----- DATA SUPPLIED -----

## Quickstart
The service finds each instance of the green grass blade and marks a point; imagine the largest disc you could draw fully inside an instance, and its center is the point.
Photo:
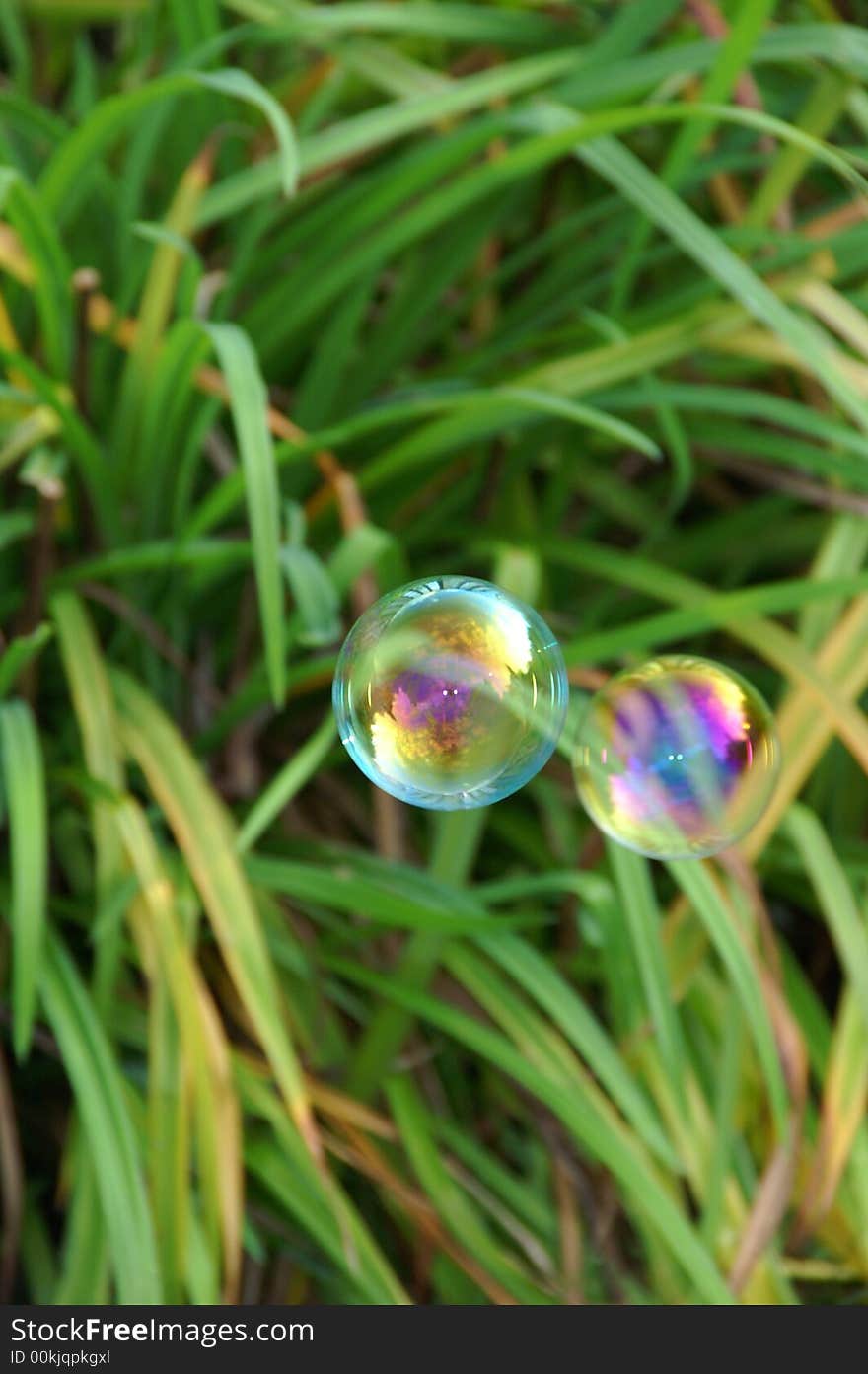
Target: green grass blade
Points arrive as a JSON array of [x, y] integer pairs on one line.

-----

=== INSTRUCTION ===
Please arrange every line of the items above as a Markdown table with the columns Row and Line, skipping blank lines. Leave the pictures out of the answer.

=== ANSWER ===
| Row | Line |
|---|---|
| 1 | ## Quickstart |
| 2 | The service finds each instance of the green grass blade and marks a point; imagine the largest disc you could draw fully inside an instance, and its center is the point. |
| 3 | Photo: |
| 4 | Target: green grass blade |
| 5 | Points arrive as a JSON array of [x, y] integer pairs on one line. |